[Opening Given information section]

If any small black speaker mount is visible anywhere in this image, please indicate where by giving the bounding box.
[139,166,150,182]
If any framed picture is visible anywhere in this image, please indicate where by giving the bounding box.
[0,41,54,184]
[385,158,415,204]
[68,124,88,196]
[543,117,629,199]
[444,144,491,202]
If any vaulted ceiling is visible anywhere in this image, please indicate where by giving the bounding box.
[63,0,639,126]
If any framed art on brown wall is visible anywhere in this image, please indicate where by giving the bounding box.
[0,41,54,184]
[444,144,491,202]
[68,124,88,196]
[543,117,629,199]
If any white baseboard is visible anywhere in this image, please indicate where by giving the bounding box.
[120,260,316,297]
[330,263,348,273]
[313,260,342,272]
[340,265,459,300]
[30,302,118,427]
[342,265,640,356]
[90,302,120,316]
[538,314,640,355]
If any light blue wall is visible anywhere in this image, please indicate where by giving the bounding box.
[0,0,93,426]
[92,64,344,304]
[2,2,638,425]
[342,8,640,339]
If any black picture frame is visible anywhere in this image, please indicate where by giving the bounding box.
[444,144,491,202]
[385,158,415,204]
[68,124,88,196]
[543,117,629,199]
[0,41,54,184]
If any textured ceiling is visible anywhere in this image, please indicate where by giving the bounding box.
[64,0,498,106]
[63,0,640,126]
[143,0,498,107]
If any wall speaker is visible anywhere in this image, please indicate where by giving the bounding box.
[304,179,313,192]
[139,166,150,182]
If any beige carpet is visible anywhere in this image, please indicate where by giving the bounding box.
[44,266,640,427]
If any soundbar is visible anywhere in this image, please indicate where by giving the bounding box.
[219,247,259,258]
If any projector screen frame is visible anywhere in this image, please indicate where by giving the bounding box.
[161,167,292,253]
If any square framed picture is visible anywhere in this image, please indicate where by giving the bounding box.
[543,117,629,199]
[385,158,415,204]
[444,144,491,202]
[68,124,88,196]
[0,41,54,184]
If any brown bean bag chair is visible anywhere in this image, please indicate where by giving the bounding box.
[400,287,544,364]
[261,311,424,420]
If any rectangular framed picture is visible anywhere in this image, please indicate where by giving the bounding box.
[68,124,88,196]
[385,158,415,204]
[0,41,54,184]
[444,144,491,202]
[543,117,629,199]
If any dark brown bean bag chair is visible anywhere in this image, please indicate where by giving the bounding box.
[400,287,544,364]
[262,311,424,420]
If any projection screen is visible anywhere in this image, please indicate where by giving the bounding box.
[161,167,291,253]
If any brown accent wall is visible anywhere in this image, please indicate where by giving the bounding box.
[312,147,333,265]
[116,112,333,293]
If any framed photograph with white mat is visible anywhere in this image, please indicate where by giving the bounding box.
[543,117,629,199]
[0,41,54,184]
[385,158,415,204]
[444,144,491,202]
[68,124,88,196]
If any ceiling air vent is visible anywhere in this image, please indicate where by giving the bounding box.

[Closing Given information section]

Give back every line of the data exactly.

* **Finished task**:
If any small black speaker mount is visible anywhere in this image, please indicate where by giving the bounding box.
[139,166,150,182]
If any framed picture is visible anywhere in this image, please indicate where by giving the bounding box.
[0,41,54,184]
[385,158,415,204]
[68,124,88,196]
[543,117,629,199]
[444,144,491,202]
If any vaulted ceiling is visible anywhere in this image, please indicate where by giving the bounding box.
[63,0,639,126]
If any framed art on brown wall is visible anywhere in this image, please indicate where by giving the bounding box.
[0,41,54,184]
[444,144,491,202]
[68,124,88,196]
[543,117,629,199]
If any white baseboard is visible anywhere in this image, please indicate where by giving the bounding box.
[120,260,316,297]
[330,263,348,273]
[313,260,342,272]
[340,265,459,300]
[30,302,118,427]
[342,265,640,356]
[90,302,120,316]
[538,314,640,355]
If any light blue wall is visible anywhere in this image, please indicate where by giving the bounding box.
[0,0,93,426]
[92,64,344,304]
[2,2,638,425]
[342,8,640,339]
If any black picture frame is visible anywhere in this image, please indicate where by giving the bounding box.
[444,144,491,202]
[385,158,415,204]
[68,124,88,196]
[543,117,629,199]
[0,41,54,184]
If any textured ceiling is visible anywhere in this image, please indicate where by giving the bounding box.
[64,0,498,106]
[63,0,640,126]
[143,0,498,107]
If any wall speaker is visible anywhere in this image, please indicate where by giving the bounding box.
[304,179,313,192]
[139,166,150,182]
If any beige carpet is visible anywhere in this image, please indicate where by giving the bounding box.
[44,266,640,427]
If any soundbar is visible anywhere in this image, please indicate where by giving the bounding box.
[219,247,259,258]
If any projector screen frame is visible anywhere in this image, please indicate where by giving the bounding box.
[161,167,292,253]
If any square framed picture is visible anywhere in this image, please indicate where by giving the bounding box.
[543,117,629,199]
[385,158,415,204]
[444,144,491,202]
[68,124,88,196]
[0,41,54,184]
If any brown bean bag chair is visible anywhere in this image, please indicate where by giving the bounding box.
[400,287,544,364]
[261,311,424,420]
If any rectangular framed picture is visible anywhere in this image, please indicate where by giving the bounding box.
[68,124,88,196]
[385,158,415,204]
[0,41,54,184]
[444,144,491,202]
[543,117,629,199]
If any dark brown bean bag chair is visible anywhere in this image, please indicate where by giving the bounding box.
[400,287,544,364]
[262,311,424,420]
If any projection screen is visible anywhere in this image, please indicate where by giving the bounding box.
[161,167,291,253]
If any brown accent wall is visible anywhere in this image, please indicate where by giving the bounding box.
[312,147,333,265]
[116,112,333,293]
If any framed photograph with white mat is visible anywhere in this image, please indicate where by giving the bounding box.
[543,117,629,199]
[0,41,54,184]
[385,158,415,204]
[444,144,491,202]
[68,124,88,196]
If any ceiling air vent is visible anywhere in this image, please indicate where by giving the bounding box.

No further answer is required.